> _Dataset records_:
• • •

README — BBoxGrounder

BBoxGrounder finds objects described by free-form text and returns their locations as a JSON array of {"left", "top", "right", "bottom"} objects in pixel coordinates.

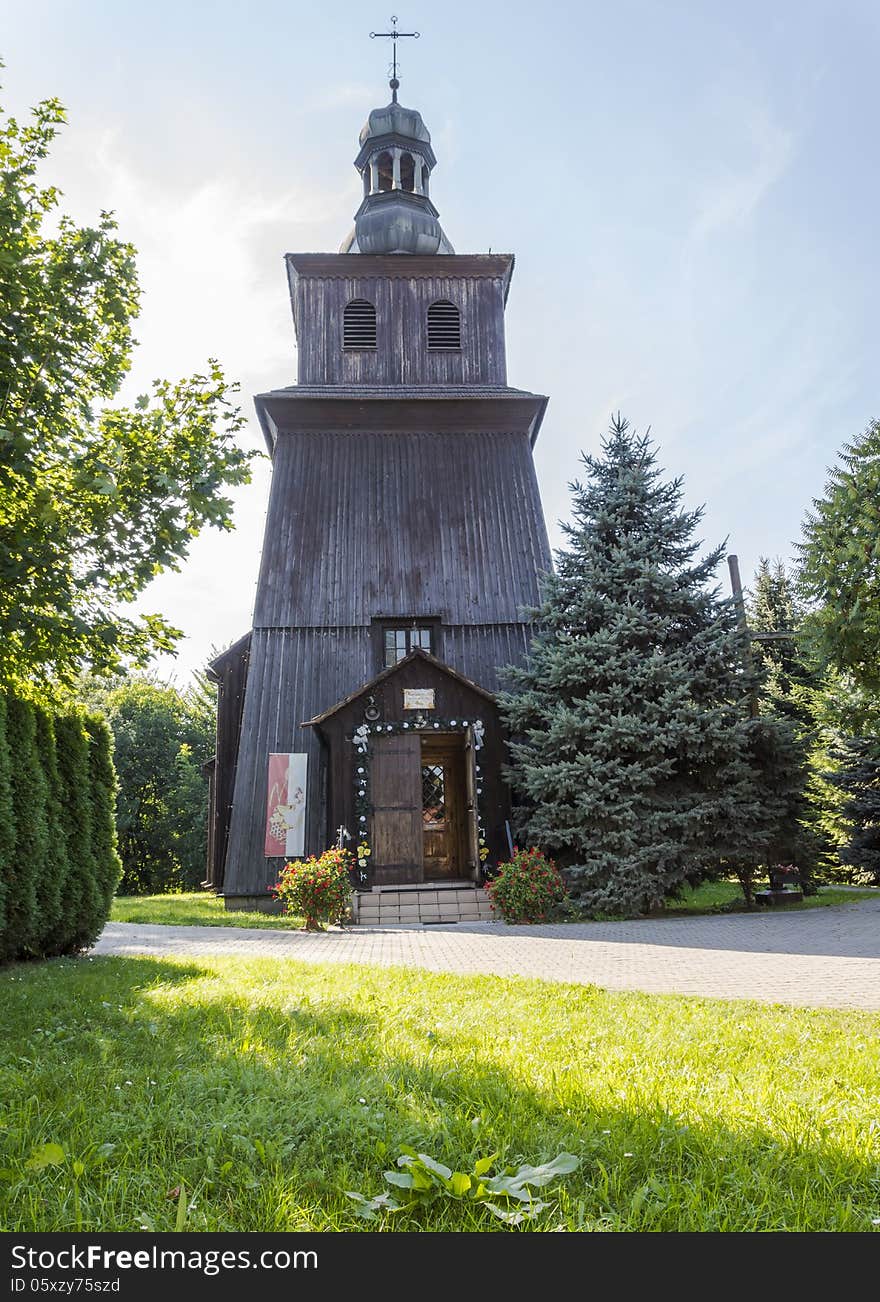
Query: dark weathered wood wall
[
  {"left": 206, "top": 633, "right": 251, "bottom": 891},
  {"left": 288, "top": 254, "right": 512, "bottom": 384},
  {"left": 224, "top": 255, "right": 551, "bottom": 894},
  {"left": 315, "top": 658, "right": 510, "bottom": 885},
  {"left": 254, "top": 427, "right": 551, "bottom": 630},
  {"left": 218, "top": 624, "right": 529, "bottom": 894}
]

• • •

> _What is being asked_: Switch "weathered" to "painted" throughout the material above and write all of its lines out again, leaving the pictures out and keeping everything else the same.

> _Task solution_:
README — BBoxGrounder

BBoxGrounder finds objects described by free-form text and returns their locations as a JSON array of {"left", "top", "right", "bottom"} objects in pixel coordinates.

Query: dark painted wood wall
[
  {"left": 206, "top": 633, "right": 251, "bottom": 891},
  {"left": 288, "top": 254, "right": 512, "bottom": 384},
  {"left": 224, "top": 255, "right": 551, "bottom": 894},
  {"left": 315, "top": 658, "right": 510, "bottom": 885},
  {"left": 254, "top": 427, "right": 551, "bottom": 630},
  {"left": 218, "top": 624, "right": 529, "bottom": 894}
]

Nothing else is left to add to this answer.